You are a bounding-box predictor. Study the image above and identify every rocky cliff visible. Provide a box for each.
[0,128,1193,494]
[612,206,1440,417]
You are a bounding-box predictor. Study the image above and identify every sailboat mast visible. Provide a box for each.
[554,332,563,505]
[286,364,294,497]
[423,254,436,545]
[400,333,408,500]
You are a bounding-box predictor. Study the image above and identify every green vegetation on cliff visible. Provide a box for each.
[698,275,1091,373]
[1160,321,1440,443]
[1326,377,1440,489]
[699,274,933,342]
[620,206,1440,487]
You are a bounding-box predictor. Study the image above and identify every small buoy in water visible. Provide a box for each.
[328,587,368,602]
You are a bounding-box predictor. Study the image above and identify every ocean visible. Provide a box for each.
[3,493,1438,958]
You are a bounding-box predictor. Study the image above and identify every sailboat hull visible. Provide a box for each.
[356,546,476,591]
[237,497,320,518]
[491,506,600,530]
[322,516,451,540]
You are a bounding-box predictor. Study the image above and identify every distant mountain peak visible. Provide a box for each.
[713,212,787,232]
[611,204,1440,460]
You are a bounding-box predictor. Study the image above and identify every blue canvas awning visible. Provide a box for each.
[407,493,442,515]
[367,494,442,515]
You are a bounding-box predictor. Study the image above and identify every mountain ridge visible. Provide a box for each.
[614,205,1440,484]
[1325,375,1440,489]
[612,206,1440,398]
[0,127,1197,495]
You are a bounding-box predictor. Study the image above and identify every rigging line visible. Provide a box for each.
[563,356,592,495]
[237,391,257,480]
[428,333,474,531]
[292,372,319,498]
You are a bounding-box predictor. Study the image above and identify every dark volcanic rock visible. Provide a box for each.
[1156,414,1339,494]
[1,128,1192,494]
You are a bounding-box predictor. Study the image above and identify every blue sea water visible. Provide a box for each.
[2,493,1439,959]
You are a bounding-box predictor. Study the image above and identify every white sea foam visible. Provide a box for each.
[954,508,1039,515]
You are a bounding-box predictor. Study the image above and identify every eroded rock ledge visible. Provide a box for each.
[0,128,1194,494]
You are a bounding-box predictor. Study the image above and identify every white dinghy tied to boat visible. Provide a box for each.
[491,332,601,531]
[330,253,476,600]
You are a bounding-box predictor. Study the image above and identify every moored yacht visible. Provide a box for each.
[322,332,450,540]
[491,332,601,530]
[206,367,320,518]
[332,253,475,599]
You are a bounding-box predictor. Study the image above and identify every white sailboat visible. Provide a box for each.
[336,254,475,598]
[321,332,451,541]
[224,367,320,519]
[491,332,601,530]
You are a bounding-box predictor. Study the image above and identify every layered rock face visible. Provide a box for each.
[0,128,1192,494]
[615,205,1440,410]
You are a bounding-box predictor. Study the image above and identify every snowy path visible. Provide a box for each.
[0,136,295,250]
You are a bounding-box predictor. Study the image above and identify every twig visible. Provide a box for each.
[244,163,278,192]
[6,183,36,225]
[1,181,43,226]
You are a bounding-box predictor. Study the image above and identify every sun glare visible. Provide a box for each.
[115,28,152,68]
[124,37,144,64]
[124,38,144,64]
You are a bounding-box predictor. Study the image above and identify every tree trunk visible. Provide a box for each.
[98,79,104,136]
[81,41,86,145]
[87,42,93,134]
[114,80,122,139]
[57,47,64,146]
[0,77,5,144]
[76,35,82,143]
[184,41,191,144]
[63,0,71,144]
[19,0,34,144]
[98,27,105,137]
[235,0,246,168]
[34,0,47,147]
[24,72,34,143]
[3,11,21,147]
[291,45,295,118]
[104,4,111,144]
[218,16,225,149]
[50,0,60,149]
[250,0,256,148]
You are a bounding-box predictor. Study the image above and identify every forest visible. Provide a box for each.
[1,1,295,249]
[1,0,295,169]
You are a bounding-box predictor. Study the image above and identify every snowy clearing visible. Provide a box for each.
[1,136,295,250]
════════════════════
▶ PROBLEM REQUIREMENTS
Your task is to retype the complete material exactly as it was given.

▶ EXPECTED ANSWER
You are a bounding-box predictor. Study the image above and identify every rocky cliff visible. Provide a box for each.
[0,128,1193,494]
[612,206,1440,417]
You are a bounding-box predictor. Study the image above and identify every sailboat mast visible. Provide a box for each.
[554,332,563,505]
[286,364,294,497]
[423,254,436,545]
[400,333,408,500]
You are a bounding-box predictor. Study the image above and identify every green vegetation on cliff visible. Provide a box for each.
[698,275,1091,373]
[1160,321,1440,443]
[1326,377,1440,489]
[699,274,933,342]
[620,206,1440,487]
You are a bounding-box predictor. Study the image above and identify every small buoy in water visible. Provide a box for each.
[328,587,368,602]
You are a bounding-box predictor. Study the image above and identify every ocean visible. Provide a box for each.
[3,493,1438,958]
You are a bounding-box predictor. Study the image above and identify every sailboat hull visible. Provide a box for each.
[356,546,476,591]
[237,497,320,518]
[491,506,600,530]
[322,516,451,540]
You are a bounding-box predictor. Study the image above and identify every distant mountain peak visible. Provide a box for each.
[713,212,787,232]
[611,204,1440,460]
You are a bounding-box predictor. Study the image above and identify every blue canvas awning visible. Provide a box for each.
[407,493,442,515]
[367,494,442,515]
You are a bounding-box predictor. Study the image above and identify every mountain ridge visible. Provide a box for each.
[614,205,1440,484]
[1325,375,1440,489]
[612,206,1440,398]
[0,127,1197,495]
You are a bounding-box predictor. Study the image above and identify every rigging line visible. Provide a box for each.
[563,356,592,495]
[237,391,257,480]
[428,333,474,531]
[292,372,319,498]
You are a bounding-box predictor. Study the image above and identify every dark volcanic rock visible. Provide a box for each.
[1156,414,1339,494]
[1,128,1192,494]
You are a bounding-box predictor. Study the image above and identify every blue sea water visible. Provide a box for each.
[2,493,1439,959]
You are a bounding-box predictor. Study the image above and identify every white sea foam visible. Provide a box for each.
[954,508,1039,515]
You are a bounding-box predictor. Study the image above and identify every eroded rock ledge visible. Provide a box for each.
[0,128,1194,494]
You are a bounding-box predictor. Study the image above and identify every white dinghy tied to boat visible. Provide a box for each.
[491,332,601,531]
[330,253,476,600]
You are a bounding-box predictor. Study the image above and identify every moored yacht visible. Provide a box for each.
[322,332,450,540]
[491,332,601,530]
[206,367,320,518]
[332,253,475,599]
You are a bounding-box predictor. Study the image above and identify every white sailboat visible. Provide a box for each.
[336,254,475,598]
[321,332,451,541]
[224,367,320,519]
[491,332,601,530]
You are a bounding-box predictor. Study the image above and identify every layered rock face visible. Provide a box for each.
[0,128,1192,494]
[615,205,1440,410]
You are a bounding-box predictor. Study the image above and identify every snowy path visible. Provide a box for each.
[0,136,295,250]
You are a bounding-box predictor. Study the image above and identify every twig visible. Provide a box for each.
[244,163,278,192]
[6,183,36,225]
[1,181,43,226]
You are a bounding-box predictor. Study the image above and identify every sun glare visible. Provide a box for each.
[115,28,152,68]
[124,37,144,64]
[124,38,144,64]
You are a bounding-box predictor. Study the image above and identify every tree trunk visible. Provide a box for each.
[98,79,104,136]
[81,41,86,145]
[87,42,93,134]
[114,80,122,139]
[57,47,64,146]
[0,77,5,144]
[76,35,82,143]
[184,41,191,144]
[63,0,71,144]
[19,0,34,144]
[98,27,105,137]
[235,0,246,168]
[34,0,47,147]
[24,72,34,143]
[3,11,21,147]
[291,45,295,118]
[104,4,111,144]
[218,16,225,149]
[50,0,60,149]
[250,0,256,148]
You are a bounding-box predictor. Study the image above and identify every forest visible. Provide a box for each.
[1,1,295,249]
[1,0,295,169]
You are a bounding-box predictor. Study the image above and identify every snowy clearing visible. Provide a box for each.
[1,136,295,250]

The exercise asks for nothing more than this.